- TASK TO COMPLETE: Put every line of the items below into a Markdown table with the columns "Row" and "Line", numbering each row and leaving out blank lines.

##############################

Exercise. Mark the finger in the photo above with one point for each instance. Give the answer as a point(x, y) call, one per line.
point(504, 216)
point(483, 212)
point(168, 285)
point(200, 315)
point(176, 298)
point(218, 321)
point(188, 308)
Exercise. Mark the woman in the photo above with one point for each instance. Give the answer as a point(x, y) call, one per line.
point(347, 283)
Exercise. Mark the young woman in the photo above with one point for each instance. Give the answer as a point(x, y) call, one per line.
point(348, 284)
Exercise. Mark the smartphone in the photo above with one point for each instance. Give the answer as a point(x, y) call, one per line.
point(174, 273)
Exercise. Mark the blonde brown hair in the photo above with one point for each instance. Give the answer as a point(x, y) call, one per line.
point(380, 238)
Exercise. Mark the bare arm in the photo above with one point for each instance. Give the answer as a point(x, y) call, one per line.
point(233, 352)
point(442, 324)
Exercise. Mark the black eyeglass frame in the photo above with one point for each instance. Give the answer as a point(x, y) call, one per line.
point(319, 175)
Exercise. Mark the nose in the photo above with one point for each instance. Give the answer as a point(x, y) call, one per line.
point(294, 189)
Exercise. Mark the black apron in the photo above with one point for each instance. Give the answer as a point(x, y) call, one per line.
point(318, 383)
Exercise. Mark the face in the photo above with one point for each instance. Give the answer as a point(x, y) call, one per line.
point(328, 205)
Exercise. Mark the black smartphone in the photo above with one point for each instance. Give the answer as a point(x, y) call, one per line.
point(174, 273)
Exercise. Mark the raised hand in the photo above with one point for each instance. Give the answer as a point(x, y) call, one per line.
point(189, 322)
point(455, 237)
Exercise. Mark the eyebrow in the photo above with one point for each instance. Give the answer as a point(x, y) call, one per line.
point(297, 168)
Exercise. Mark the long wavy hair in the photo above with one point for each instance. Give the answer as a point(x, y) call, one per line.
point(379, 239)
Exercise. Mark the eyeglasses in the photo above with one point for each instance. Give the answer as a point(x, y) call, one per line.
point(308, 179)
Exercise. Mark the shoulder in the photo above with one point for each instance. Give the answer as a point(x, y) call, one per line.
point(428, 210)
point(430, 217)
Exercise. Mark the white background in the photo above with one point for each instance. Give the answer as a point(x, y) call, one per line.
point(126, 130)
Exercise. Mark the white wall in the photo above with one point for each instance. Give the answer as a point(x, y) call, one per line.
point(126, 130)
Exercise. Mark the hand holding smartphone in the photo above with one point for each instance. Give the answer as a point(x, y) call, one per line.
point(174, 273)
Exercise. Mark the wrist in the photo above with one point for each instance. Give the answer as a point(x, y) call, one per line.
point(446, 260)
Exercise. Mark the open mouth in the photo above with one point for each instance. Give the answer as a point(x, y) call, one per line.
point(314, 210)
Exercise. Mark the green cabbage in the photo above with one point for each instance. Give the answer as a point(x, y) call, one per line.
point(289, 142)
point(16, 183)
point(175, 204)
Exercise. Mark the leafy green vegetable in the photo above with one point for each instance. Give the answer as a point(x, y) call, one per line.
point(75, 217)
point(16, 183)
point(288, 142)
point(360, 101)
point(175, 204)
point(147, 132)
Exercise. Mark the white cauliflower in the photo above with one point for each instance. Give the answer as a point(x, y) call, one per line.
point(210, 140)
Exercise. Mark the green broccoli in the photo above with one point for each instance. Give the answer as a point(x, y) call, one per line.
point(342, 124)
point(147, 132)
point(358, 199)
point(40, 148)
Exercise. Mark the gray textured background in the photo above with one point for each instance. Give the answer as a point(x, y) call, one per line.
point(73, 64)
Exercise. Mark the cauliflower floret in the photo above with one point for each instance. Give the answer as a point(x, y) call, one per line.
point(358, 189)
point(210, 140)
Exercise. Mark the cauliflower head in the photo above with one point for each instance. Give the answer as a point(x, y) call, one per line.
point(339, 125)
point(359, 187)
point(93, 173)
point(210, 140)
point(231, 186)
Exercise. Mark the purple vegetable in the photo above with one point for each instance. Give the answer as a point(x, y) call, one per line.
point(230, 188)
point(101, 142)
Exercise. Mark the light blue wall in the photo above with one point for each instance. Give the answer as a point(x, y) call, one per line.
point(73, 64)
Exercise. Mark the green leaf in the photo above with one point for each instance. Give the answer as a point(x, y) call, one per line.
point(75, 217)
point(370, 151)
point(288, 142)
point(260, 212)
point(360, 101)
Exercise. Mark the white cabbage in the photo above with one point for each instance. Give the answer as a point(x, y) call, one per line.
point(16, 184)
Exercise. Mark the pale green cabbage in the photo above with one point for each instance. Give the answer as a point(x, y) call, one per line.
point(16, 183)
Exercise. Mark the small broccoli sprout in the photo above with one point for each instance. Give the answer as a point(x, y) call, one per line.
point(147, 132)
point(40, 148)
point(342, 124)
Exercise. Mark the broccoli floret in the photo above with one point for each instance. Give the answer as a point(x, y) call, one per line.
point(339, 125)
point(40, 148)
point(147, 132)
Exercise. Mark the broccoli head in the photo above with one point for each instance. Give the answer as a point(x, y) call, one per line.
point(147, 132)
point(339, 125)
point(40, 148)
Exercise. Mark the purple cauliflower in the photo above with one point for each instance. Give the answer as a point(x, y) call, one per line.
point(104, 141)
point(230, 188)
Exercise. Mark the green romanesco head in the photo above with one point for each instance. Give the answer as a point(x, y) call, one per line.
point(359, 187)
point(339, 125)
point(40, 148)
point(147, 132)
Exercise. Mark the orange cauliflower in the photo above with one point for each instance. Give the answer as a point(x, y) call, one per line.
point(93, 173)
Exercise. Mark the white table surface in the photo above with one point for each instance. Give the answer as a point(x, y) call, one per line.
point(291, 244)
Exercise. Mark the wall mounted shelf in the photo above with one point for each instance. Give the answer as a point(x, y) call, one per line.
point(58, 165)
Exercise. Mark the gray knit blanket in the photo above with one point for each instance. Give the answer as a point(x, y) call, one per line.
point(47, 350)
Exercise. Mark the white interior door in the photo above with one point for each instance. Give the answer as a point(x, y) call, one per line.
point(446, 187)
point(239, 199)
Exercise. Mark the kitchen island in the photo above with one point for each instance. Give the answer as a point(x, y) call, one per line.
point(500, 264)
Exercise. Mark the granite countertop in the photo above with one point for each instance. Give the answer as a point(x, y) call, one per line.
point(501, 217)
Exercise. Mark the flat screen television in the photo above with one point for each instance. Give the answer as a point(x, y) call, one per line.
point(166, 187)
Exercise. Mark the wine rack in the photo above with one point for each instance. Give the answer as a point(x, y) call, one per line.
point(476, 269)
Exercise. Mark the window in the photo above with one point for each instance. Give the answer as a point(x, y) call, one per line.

##############################

- ANSWER TO THE EXERCISE:
| Row | Line |
|---|---|
| 1 | Exercise. Mark the finger in the photo above with one point for each instance. Give the answer as a point(x, y) call, one per line. |
| 2 | point(504, 216) |
| 3 | point(483, 212) |
| 4 | point(168, 285) |
| 5 | point(200, 315) |
| 6 | point(176, 298) |
| 7 | point(218, 321) |
| 8 | point(188, 308) |
| 9 | Exercise. Mark the woman in the photo above with one point for each instance. Give the answer as a point(x, y) call, one per line. |
| 10 | point(347, 283) |
| 11 | Exercise. Mark the young woman in the photo above with one point for each instance. Give the answer as a point(x, y) call, one per line. |
| 12 | point(348, 284) |
| 13 | Exercise. Mark the smartphone in the photo above with one point for each instance. Give the answer as a point(x, y) call, one per line. |
| 14 | point(174, 273) |
| 15 | Exercise. Mark the blonde brown hair in the photo above with one point for each instance. Give the answer as a point(x, y) call, one per line. |
| 16 | point(380, 238) |
| 17 | Exercise. Mark the bare arm in the photo above with one point for each instance. Give the answer as a point(x, y) call, one per line. |
| 18 | point(233, 352) |
| 19 | point(442, 324) |
| 20 | Exercise. Mark the black eyeglass frame in the photo above with one point for each instance. Give the answer as a point(x, y) call, one per line. |
| 21 | point(319, 175) |
| 22 | Exercise. Mark the nose in the photo above with one point for each instance. Give the answer as a point(x, y) call, one per line. |
| 23 | point(294, 189) |
| 24 | Exercise. Mark the black apron in the photo above with one point for each instance. Give the answer as a point(x, y) call, one per line. |
| 25 | point(318, 383) |
| 26 | Exercise. Mark the face in the photo above with one point for each instance. Give the answer as a point(x, y) call, one per line. |
| 27 | point(328, 205) |
| 28 | Exercise. Mark the black smartphone in the photo above with one point for each instance. Give the answer as a point(x, y) call, one per line. |
| 29 | point(174, 273) |
| 30 | Exercise. Mark the raised hand in the photo above with one point for each instance. Give the answer as a point(x, y) call, one per line. |
| 31 | point(189, 322) |
| 32 | point(455, 237) |
| 33 | Exercise. Mark the eyebrow in the photo above with one point for each instance. Give the answer as a point(x, y) call, one per line. |
| 34 | point(297, 168) |
| 35 | Exercise. Mark the long wavy hair in the photo above with one point for each instance. Give the answer as a point(x, y) call, one per line. |
| 36 | point(379, 239) |
| 37 | Exercise. Mark the eyeglasses in the photo above with one point for each instance. Give the answer as a point(x, y) call, one per line. |
| 38 | point(308, 179) |
| 39 | Exercise. Mark the shoulder in the photo above with one point for each instance. Give the answer as a point(x, y) call, one per line. |
| 40 | point(428, 210) |
| 41 | point(430, 217) |
| 42 | Exercise. Mark the white background in the photo above with one point for each instance. Give the answer as a point(x, y) call, one per line. |
| 43 | point(126, 130) |
| 44 | Exercise. Mark the white wall in the photo above with one point for each instance. Give the answer as a point(x, y) call, one per line. |
| 45 | point(126, 130) |
| 46 | Exercise. Mark the hand holding smartphone in the photo above with one point for each instance. Give the answer as a point(x, y) call, one per line. |
| 47 | point(174, 273) |
| 48 | Exercise. Mark the wrist in the photo above with one point for each instance. Give the answer as a point(x, y) call, one per line. |
| 49 | point(446, 260) |
| 50 | Exercise. Mark the open mouth in the photo above with one point for each instance. Give the answer as a point(x, y) call, one per line. |
| 51 | point(314, 210) |
| 52 | Exercise. Mark the green cabbage in the photo above with one point for each instance. Give the answer as a point(x, y) call, one per line. |
| 53 | point(289, 142) |
| 54 | point(16, 183) |
| 55 | point(175, 204) |
| 56 | Exercise. Mark the leafy green vegetable in the photo above with one point for each instance. Give the answer as a point(x, y) call, one per line. |
| 57 | point(75, 217) |
| 58 | point(16, 183) |
| 59 | point(288, 142) |
| 60 | point(360, 101) |
| 61 | point(175, 204) |
| 62 | point(147, 132) |
| 63 | Exercise. Mark the white cauliflower in the photo above with one point for each instance. Give the answer as a point(x, y) call, one per line. |
| 64 | point(210, 140) |
| 65 | Exercise. Mark the green broccoli in the photo above with one point for each instance. Give the answer as a point(x, y) call, one per line. |
| 66 | point(342, 124) |
| 67 | point(147, 132) |
| 68 | point(358, 199) |
| 69 | point(40, 148) |
| 70 | Exercise. Mark the gray textured background in the photo above with one point for each instance. Give the answer as a point(x, y) call, one per line. |
| 71 | point(73, 64) |
| 72 | Exercise. Mark the cauliflower floret in the photo above with one point for each instance. Give the answer as a point(x, y) call, one per line. |
| 73 | point(358, 189) |
| 74 | point(210, 140) |
| 75 | Exercise. Mark the cauliflower head in the photo above with one point for each instance. Give the answer as a point(x, y) call, one per line. |
| 76 | point(339, 125) |
| 77 | point(359, 187) |
| 78 | point(93, 173) |
| 79 | point(210, 140) |
| 80 | point(231, 186) |
| 81 | Exercise. Mark the purple vegetable in the photo above with one point for each instance. Give the answer as a point(x, y) call, one per line. |
| 82 | point(230, 188) |
| 83 | point(101, 142) |
| 84 | Exercise. Mark the light blue wall in the photo above with one point for each instance. Give the answer as a point(x, y) call, one per line. |
| 85 | point(73, 64) |
| 86 | Exercise. Mark the green leaf in the photo above with one point for each instance. Give the answer as a point(x, y) call, one per line. |
| 87 | point(75, 217) |
| 88 | point(370, 151) |
| 89 | point(288, 142) |
| 90 | point(260, 212) |
| 91 | point(360, 101) |
| 92 | Exercise. Mark the white cabbage in the photo above with one point for each instance. Give the answer as a point(x, y) call, one per line. |
| 93 | point(16, 184) |
| 94 | Exercise. Mark the pale green cabbage in the photo above with one point for each instance. Give the answer as a point(x, y) call, one per line. |
| 95 | point(16, 183) |
| 96 | Exercise. Mark the small broccoli sprout in the photo above with one point for each instance. Give the answer as a point(x, y) call, one per line. |
| 97 | point(147, 132) |
| 98 | point(40, 148) |
| 99 | point(342, 124) |
| 100 | Exercise. Mark the broccoli floret in the photo above with one point for each instance. Give the answer as a point(x, y) call, one per line. |
| 101 | point(339, 125) |
| 102 | point(40, 148) |
| 103 | point(147, 132) |
| 104 | Exercise. Mark the broccoli head in the photo above with one point for each instance. Give the answer as a point(x, y) call, one per line. |
| 105 | point(147, 132) |
| 106 | point(339, 125) |
| 107 | point(40, 148) |
| 108 | Exercise. Mark the purple cauliflower in the photo above with one point for each instance. Give the answer as a point(x, y) call, one per line. |
| 109 | point(104, 141) |
| 110 | point(230, 188) |
| 111 | Exercise. Mark the green romanesco head in the photo above with one point for each instance. Give the answer as a point(x, y) call, one per line. |
| 112 | point(359, 187) |
| 113 | point(339, 125) |
| 114 | point(40, 148) |
| 115 | point(147, 132) |
| 116 | Exercise. Mark the orange cauliflower in the photo above with one point for each instance. Give the answer as a point(x, y) call, one per line. |
| 117 | point(93, 173) |
| 118 | Exercise. Mark the white table surface in the photo above with one point for each instance. Give the answer as a point(x, y) call, one per line. |
| 119 | point(291, 244) |
| 120 | Exercise. Mark the wall mounted shelf in the photo above with one point for each instance. Give the answer as a point(x, y) call, one per line. |
| 121 | point(58, 165) |
| 122 | Exercise. Mark the gray knit blanket in the photo above with one point for each instance. Give the answer as a point(x, y) call, one per line. |
| 123 | point(47, 350) |
| 124 | Exercise. Mark the white interior door in the photo above with one point for each instance. Give the answer as a point(x, y) call, one per line. |
| 125 | point(446, 187) |
| 126 | point(239, 199) |
| 127 | Exercise. Mark the kitchen island in the photo above with one point for each instance. Give the answer as a point(x, y) call, one per line. |
| 128 | point(500, 264) |
| 129 | Exercise. Mark the granite countertop in the photo above with one point for each instance. Give the answer as a point(x, y) call, one per line. |
| 130 | point(501, 217) |
| 131 | Exercise. Mark the flat screen television in the photo above with one point for each instance. Give the answer as a point(x, y) call, one per line. |
| 132 | point(166, 187) |
| 133 | Exercise. Mark the wine rack in the photo above with one point for each instance. Give the answer as a point(x, y) call, one per line. |
| 134 | point(476, 269) |
| 135 | Exercise. Mark the window in the photo above with one point for each instance. Give the answer as a point(x, y) call, one per line. |